# About this task:
The answer must be an exact copy of the listing below.

# Records shown:
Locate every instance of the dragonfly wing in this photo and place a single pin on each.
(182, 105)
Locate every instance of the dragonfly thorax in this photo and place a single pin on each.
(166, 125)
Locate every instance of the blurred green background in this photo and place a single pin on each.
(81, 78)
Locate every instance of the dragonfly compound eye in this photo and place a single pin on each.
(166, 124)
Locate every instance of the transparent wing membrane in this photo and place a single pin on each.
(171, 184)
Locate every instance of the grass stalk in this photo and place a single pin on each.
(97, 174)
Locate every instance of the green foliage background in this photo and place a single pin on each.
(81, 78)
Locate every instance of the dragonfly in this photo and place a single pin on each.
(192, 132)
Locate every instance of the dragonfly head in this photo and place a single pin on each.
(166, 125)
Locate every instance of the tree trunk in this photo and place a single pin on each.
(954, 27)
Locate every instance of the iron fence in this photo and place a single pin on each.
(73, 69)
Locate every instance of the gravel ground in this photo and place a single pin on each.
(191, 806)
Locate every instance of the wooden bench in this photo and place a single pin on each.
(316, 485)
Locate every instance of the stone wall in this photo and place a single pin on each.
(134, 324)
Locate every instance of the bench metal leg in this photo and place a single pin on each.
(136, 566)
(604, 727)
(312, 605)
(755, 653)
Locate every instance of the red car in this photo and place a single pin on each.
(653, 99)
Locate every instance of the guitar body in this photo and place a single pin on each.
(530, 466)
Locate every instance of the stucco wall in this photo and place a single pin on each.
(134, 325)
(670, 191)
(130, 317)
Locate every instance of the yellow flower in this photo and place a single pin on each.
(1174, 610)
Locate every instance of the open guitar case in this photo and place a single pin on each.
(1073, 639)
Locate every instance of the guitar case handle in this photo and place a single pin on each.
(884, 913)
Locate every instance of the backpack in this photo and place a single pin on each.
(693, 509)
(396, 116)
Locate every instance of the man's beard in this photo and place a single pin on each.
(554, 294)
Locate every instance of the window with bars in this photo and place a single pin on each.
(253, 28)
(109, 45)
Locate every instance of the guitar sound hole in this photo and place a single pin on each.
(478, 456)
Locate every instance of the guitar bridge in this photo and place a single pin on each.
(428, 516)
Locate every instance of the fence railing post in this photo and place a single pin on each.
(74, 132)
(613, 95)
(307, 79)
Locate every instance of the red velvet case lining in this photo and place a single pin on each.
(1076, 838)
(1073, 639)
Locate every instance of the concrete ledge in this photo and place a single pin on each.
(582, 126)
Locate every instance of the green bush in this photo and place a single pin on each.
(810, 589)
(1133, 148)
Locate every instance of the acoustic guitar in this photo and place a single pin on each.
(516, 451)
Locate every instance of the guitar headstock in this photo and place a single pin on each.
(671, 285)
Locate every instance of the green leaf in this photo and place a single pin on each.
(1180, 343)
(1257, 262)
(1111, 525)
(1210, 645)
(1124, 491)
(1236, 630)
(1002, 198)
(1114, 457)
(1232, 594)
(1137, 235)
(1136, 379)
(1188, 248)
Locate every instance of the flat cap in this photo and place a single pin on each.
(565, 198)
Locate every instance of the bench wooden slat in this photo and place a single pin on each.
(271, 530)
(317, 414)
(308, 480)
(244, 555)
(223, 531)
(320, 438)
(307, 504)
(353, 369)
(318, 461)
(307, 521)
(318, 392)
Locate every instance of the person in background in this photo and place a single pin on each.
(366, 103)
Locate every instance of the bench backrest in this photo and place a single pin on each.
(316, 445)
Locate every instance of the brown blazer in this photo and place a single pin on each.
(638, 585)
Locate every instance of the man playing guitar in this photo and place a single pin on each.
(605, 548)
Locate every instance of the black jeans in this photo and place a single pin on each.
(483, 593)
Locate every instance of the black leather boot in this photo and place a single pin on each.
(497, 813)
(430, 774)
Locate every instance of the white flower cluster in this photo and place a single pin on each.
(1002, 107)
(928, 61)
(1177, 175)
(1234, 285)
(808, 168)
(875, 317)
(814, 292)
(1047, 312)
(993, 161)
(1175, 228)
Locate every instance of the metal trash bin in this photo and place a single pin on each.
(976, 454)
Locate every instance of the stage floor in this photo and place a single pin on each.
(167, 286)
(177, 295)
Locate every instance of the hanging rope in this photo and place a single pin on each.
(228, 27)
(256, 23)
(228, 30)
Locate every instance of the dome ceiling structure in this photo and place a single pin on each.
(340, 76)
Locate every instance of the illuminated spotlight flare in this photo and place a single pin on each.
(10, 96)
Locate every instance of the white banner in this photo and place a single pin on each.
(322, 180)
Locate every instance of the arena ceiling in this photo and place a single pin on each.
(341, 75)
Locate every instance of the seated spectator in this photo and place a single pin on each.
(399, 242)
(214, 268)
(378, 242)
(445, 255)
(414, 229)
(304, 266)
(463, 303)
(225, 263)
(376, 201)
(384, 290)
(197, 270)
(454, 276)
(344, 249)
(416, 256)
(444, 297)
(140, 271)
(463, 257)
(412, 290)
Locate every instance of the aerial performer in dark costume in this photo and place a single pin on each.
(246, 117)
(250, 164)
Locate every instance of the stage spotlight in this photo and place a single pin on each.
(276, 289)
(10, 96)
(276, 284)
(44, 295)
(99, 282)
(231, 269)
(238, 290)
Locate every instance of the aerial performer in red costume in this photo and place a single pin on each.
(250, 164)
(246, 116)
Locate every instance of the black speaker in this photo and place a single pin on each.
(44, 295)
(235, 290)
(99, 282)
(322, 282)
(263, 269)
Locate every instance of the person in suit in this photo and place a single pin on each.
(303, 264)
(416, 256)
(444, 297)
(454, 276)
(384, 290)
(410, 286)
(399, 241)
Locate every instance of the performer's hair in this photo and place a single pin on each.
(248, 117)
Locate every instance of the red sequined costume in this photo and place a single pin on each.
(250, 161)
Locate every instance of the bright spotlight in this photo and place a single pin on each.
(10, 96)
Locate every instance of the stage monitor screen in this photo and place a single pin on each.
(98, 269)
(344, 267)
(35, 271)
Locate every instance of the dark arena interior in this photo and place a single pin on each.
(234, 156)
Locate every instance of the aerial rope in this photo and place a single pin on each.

# Exercise answer:
Locate every instance of the dragonfly wing in this photo and place a single pin on each.
(182, 105)
Locate every instance of the dragonfly thorax in this photo and place a single pin on each.
(166, 125)
Locate every instance of the blurred green background in this photo and place a single pin on each.
(81, 78)
Locate every instance of the dragonfly compound eye in this photo and place a single pin on each.
(166, 124)
Locate every instance of the transparent wing membrane in this photo and place a single pin on each.
(171, 184)
Locate every instance of the grass stalk in this photo and place a single pin on each.
(97, 174)
Locate every instance of the green foliage background in this photo and place a single pin on each.
(81, 78)
Locate every instance of the dragonfly in this photo and place a single pin on each.
(192, 132)
Locate every instance of the dragonfly head in this photo and place a single pin on each.
(166, 125)
Locate every instance of the tree trunk in this photo and place a single pin on each.
(954, 27)
Locate every instance of the iron fence in this photo and place a single pin on each.
(73, 69)
Locate every instance of the gravel ground in this photo and place a single pin on each.
(191, 806)
Locate every instance of the wooden bench in this photo and place a single pin on each.
(316, 485)
Locate every instance of the stone wall in this photo and place a single pin on each.
(134, 324)
Locate every instance of the bench metal leg in this photo and place a single pin on each.
(136, 566)
(604, 727)
(312, 605)
(755, 653)
Locate every instance of the red car in this photo and place a single pin on each.
(653, 99)
Locate every instance of the guitar body in this photo and place a single pin on each.
(530, 466)
Locate every instance of the stucco wall in this photo and place a single pin on each.
(134, 325)
(670, 191)
(130, 317)
Locate every instance of the yellow flower in this photo and place a single pin on each.
(1174, 610)
Locate every instance of the open guitar case in this photo and place a single pin on each.
(1073, 639)
Locate every instance of the guitar case handle in this photo and place a single pin on each.
(884, 913)
Locate every instance of the backpack in this photo and place a single pin on each.
(693, 509)
(396, 116)
Locate every instance of the man's beard in this photo and place a single pin on each.
(554, 294)
Locate every instance of the window with bars in this photo and place a single pin on each.
(253, 28)
(109, 45)
Locate every instance of the guitar sound hole in this photo and place a single pin on each.
(478, 456)
Locate every instance of the guitar bridge in this photo and place a single pin on each.
(428, 516)
Locate every instance of the fence railing post in this photo and place a single pin on each.
(74, 132)
(613, 95)
(307, 79)
Locate every instance of the red velvet case lining in this photo and place a single pin on each.
(1076, 838)
(1073, 639)
Locate every instance of the concrete ledge in this photo and place a single pin on each.
(582, 126)
Locate every instance of the green bush in this photo and place a single pin on each.
(810, 589)
(1133, 148)
Locate every instance of the acoustic guitar in this photo and place a single pin on each.
(516, 451)
Locate every instance of the guitar headstock in this photo and place a single pin on each.
(671, 285)
Locate every instance of the green leaf in this photo and place a single pin on each.
(1180, 343)
(1257, 262)
(1111, 525)
(1210, 645)
(1124, 491)
(1236, 630)
(1002, 198)
(1114, 457)
(1232, 594)
(1137, 235)
(1136, 379)
(1188, 248)
Locate every instance of the flat cap in this photo and place a single pin on each.
(565, 198)
Locate every instance of the bench wooden slat in this photo and place a single pin on each.
(271, 530)
(317, 414)
(308, 480)
(244, 555)
(223, 531)
(320, 438)
(307, 504)
(353, 369)
(318, 461)
(307, 521)
(318, 392)
Locate every instance of the person in background in this photo and place a single pin on each.
(366, 103)
Locate every instance of the bench backrest in this photo and place a single pin on each.
(316, 445)
Locate every instance of the brown blazer in this photo and place a single pin on each.
(638, 585)
Locate every instance of the man playing guitar in this photo and place a single pin on each.
(605, 548)
Locate every instance of the black jeans in this photo and place a single pin on each.
(483, 593)
Locate every instance of the black leather boot in this photo and place a single pin on each.
(497, 813)
(430, 774)
Locate every instance of the white flower cluster in this photo and place a single pin on each.
(1002, 107)
(928, 61)
(1177, 175)
(1234, 285)
(808, 168)
(875, 317)
(814, 292)
(1047, 312)
(993, 161)
(1175, 228)
Locate every instance of the metal trash bin in this photo and place a single pin on each.
(976, 454)
Locate every instance of the stage floor in this photo and place a single pin on each.
(167, 286)
(177, 295)
Locate every instance of the hanging rope in this photo and place a single pin on each.
(228, 27)
(256, 23)
(228, 30)
Locate every instance of the dome ceiling structure in this photo and place a single pin on each.
(340, 76)
Locate every instance of the illuminated spotlight flare in this photo and place a single pin on each.
(10, 96)
Locate every instance of the white banner in this photo and place a single pin on each.
(322, 180)
Locate every instance of the arena ceiling in this photo and place a single pin on each.
(341, 75)
Locate every instance of the seated spectator in this photo and place a single pin on each.
(399, 242)
(214, 268)
(378, 242)
(445, 255)
(414, 229)
(304, 266)
(463, 303)
(225, 263)
(376, 201)
(384, 290)
(197, 270)
(454, 276)
(344, 249)
(416, 256)
(444, 297)
(140, 271)
(463, 257)
(412, 290)
Locate every instance of the aerial performer in dark costume in this photo and place a single pin on each.
(246, 117)
(250, 164)
Locate every instance of the stage spotlight in this photo and place a single pin on each.
(276, 289)
(10, 96)
(276, 284)
(44, 295)
(99, 282)
(231, 269)
(238, 290)
Locate every instance of the aerial performer in red costume in this photo and place a single pin on each.
(250, 164)
(246, 116)
Locate every instance of the black speaker in this photo and place a single pin on each.
(44, 295)
(235, 290)
(99, 282)
(322, 282)
(263, 269)
Locate every instance of the person in suit in this photo and place a single pin on each.
(303, 264)
(416, 256)
(444, 297)
(454, 276)
(384, 290)
(410, 286)
(399, 241)
Locate every instance of the performer's hair in this photo and place a single pin on each.
(248, 117)
Locate every instance of the red sequined costume in this photo and place a single pin on each.
(250, 161)
Locate every instance of the bright spotlight in this photo and place a single pin on each.
(10, 96)
Locate every instance of the stage monitor screen in this photo and place a single pin on each.
(98, 269)
(344, 267)
(35, 271)
Locate every instance of the dark arena interior in this photo and place a single pin on each.
(234, 156)
Locate every instance of the aerial rope in this photo and place a single pin on each.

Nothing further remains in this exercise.